» **EXERCISE GOAL**
The expected output is each line below containing "white", copied in full.

» **RECORDS FOR THIS EXERCISE**
* * * * * * * * *
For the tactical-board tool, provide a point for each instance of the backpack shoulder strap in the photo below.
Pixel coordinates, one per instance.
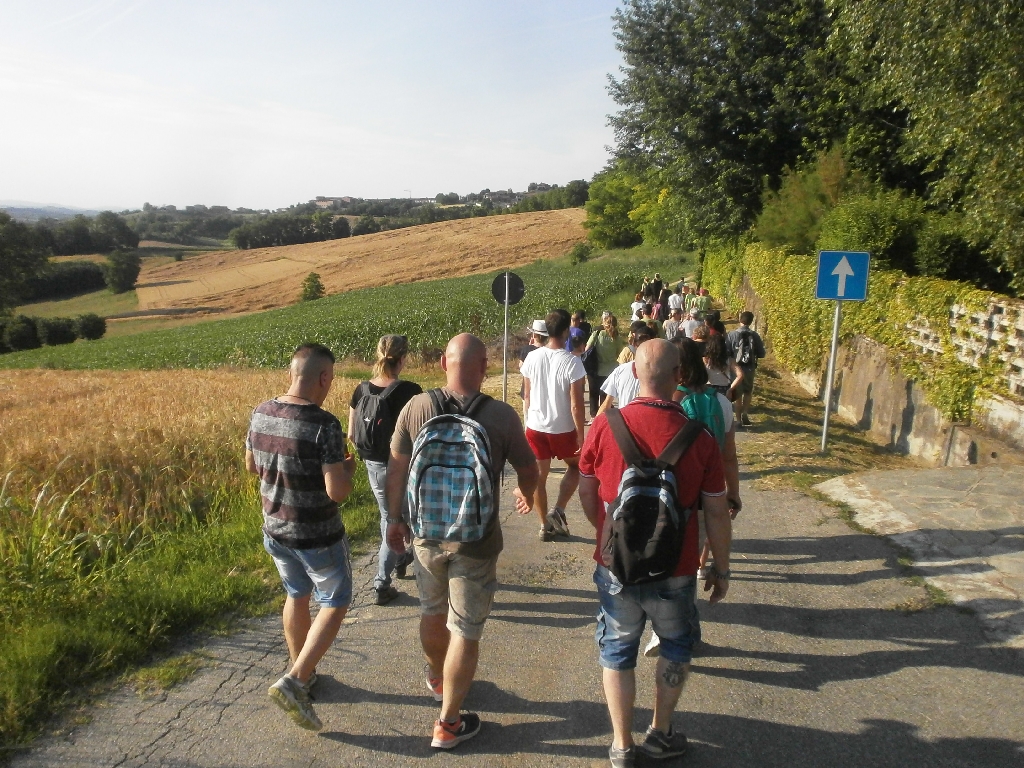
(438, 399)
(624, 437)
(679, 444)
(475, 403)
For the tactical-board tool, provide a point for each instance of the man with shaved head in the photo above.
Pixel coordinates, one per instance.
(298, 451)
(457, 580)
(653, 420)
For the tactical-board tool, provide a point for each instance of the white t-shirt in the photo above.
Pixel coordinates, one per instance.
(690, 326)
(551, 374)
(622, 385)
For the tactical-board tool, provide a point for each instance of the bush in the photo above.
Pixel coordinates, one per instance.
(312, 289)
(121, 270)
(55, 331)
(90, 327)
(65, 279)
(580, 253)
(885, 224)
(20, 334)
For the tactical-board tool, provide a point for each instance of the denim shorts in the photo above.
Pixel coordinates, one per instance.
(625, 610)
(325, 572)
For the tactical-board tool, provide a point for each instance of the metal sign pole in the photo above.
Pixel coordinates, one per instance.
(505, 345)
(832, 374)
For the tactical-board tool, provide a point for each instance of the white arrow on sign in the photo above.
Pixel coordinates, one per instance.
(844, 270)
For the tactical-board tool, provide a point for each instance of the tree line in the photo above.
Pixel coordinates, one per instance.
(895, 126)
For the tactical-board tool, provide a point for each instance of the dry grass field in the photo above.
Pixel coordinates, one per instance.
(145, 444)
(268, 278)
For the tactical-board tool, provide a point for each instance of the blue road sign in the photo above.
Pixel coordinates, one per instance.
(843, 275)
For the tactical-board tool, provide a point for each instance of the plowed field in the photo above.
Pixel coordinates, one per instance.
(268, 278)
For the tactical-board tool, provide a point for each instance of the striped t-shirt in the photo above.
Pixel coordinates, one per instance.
* * * * * * * * *
» **RESULT OF THE TASK**
For the tactical-board tool, provide a point for each instance of the white t-shirt in the photo above.
For the tactical-board tool, provide a point for each instance of the white arrow on sign in the photo above.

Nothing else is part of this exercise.